• _Problem statement_: Copy verbatim the part of the 13 Reasons Why commentary that begins at the words "The internet is" and stops after "are portrayed realistically.".

• _Document section_:
For anyone who is not yet familiar with the show, it’s the story of Hannah Baker, who commits suicide and leaves behind cassette tapes of 13 reasons why she made the decision to kill herself, and each of these 13 reasons is a person who receives the tapes.

The internet is divided about many aspects of the show, but the most hotly debated issue seems to be the graphic depictions of sexual assault and suicide.

While I do think the show is definitely more dangerous than helpful to those struggling with these issues, what the vast majority of people who have written on the show have ignored is that the screen adaptation of 13 Reasons Why, regardless of what its creators intended, is not centered around Hannah at all.

Instead, it focuses on the aftermath of her death and the impact of the tapes on her classmates. The result of this is actually very ironic. While the creators justify the graphic depictions of sexual assault and suicide by saying they wanted to keep the show “authentic,” they’re just about the only difficult topics in the show that are portrayed realistically.

Unlike the show’s novel counterpart, the majority of Netflix’s 13 Reasons Why is spent watching people react to the tapes and not on the content of the tapes themselves. Therefore, this is not a show directed at those who identify with Hannah but at those she speaks about on the tapes.

The ultimate effect of this focus is a strong anti-bullying message. However, centering the show on bullying instead of mental health perpetuates dangerous misconceptions about depression and suicide.

A line repeated many times in the show, by all Hannah’s classmates who are on the tapes, is “Hannah’s life was no worse than anyone else’s. She was just a drama queen who wanted attention.”

The general sentiment of this statement, the idea that people who have “good lives” don’t have the right to be depressed, is a very real and very dangerous perception many people have of mental illness.

While life events can certainly aggravate a mental health condition, depression is first and foremost a problem in the chemistry of the brain. The show, however, never mentions anything about Hannah’s mental health and insinuates that the suicide is a direct result of things that happened to her and only things that have happened to her.

This perpetuates the misconception that depression and suicide are just reactions to external factors, and therefore the show validates the belief it is supposedly trying to undermine: “[this person with depression’s] life is no worse than anyone else’s. They’re just a drama queen who wants attention.”

• _Provided material_:
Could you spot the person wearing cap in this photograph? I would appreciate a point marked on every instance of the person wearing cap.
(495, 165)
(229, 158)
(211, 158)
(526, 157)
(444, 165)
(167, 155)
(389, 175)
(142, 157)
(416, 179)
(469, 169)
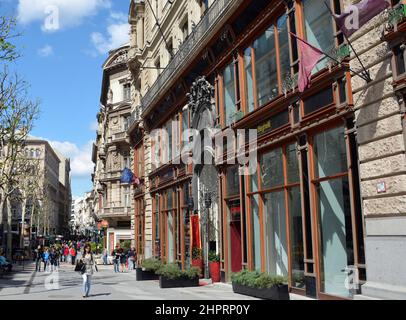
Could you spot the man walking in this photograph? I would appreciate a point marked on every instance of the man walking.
(38, 258)
(73, 254)
(116, 259)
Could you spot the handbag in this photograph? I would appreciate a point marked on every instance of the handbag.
(80, 267)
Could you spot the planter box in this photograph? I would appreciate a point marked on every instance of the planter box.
(178, 283)
(278, 292)
(145, 275)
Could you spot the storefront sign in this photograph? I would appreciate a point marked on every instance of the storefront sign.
(264, 127)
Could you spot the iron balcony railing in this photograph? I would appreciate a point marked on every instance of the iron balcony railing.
(203, 29)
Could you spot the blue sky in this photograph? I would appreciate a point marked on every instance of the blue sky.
(63, 45)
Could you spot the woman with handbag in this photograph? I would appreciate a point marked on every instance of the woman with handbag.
(87, 269)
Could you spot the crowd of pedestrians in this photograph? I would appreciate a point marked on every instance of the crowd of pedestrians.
(80, 255)
(51, 257)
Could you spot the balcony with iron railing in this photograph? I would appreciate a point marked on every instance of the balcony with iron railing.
(194, 44)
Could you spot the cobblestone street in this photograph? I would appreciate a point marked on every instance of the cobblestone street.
(106, 285)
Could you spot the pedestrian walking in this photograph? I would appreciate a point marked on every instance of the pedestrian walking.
(45, 258)
(53, 259)
(89, 264)
(66, 253)
(131, 259)
(116, 258)
(38, 258)
(105, 256)
(123, 259)
(72, 252)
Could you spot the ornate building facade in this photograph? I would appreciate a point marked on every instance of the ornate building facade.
(111, 151)
(326, 201)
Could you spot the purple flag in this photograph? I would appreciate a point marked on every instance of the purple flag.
(356, 15)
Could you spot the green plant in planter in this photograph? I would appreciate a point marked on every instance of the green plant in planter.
(196, 253)
(93, 246)
(191, 273)
(214, 257)
(172, 271)
(256, 279)
(151, 264)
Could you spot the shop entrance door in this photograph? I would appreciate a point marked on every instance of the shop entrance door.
(235, 235)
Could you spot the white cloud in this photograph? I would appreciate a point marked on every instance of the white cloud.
(94, 125)
(80, 157)
(46, 51)
(57, 14)
(117, 34)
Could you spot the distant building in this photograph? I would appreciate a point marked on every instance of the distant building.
(47, 209)
(111, 151)
(327, 202)
(83, 220)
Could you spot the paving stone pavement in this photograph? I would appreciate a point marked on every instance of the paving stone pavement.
(65, 284)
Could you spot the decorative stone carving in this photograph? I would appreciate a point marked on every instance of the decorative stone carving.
(110, 96)
(201, 93)
(115, 161)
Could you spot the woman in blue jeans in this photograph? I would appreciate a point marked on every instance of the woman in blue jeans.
(89, 263)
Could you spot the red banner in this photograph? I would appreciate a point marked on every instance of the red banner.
(195, 231)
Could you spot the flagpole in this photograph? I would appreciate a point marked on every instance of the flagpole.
(367, 76)
(327, 55)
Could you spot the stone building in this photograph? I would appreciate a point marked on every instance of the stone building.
(111, 151)
(83, 219)
(326, 202)
(44, 210)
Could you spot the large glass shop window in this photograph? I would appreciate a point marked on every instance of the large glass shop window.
(262, 58)
(334, 211)
(229, 93)
(248, 79)
(157, 225)
(319, 28)
(171, 222)
(295, 217)
(265, 67)
(282, 25)
(274, 213)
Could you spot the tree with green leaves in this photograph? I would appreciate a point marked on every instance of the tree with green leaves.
(17, 116)
(8, 50)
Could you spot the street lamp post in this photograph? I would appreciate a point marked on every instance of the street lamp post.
(207, 203)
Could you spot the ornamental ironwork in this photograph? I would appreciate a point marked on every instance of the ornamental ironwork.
(201, 92)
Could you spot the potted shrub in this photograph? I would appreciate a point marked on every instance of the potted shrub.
(260, 285)
(171, 276)
(197, 260)
(214, 265)
(148, 270)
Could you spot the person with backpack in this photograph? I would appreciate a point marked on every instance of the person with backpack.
(123, 259)
(45, 258)
(131, 259)
(89, 263)
(38, 258)
(72, 252)
(116, 258)
(53, 259)
(65, 253)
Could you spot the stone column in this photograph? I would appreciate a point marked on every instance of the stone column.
(381, 149)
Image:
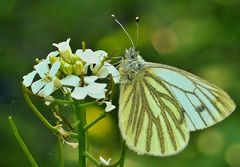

• _Written answer_:
The internet is divided about many aspects of the show, but the most hotly debated issue seems to be the graphic depictions of sexual assault and suicide.

While I do think the show is definitely more dangerous than helpful to those struggling with these issues, what the vast majority of people who have written on the show have ignored is that the screen adaptation of 13 Reasons Why, regardless of what its creators intended, is not centered around Hannah at all.

Instead, it focuses on the aftermath of her death and the impact of the tapes on her classmates. The result of this is actually very ironic. While the creators justify the graphic depictions of sexual assault and suicide by saying they wanted to keep the show “authentic,” they’re just about the only difficult topics in the show that are portrayed realistically.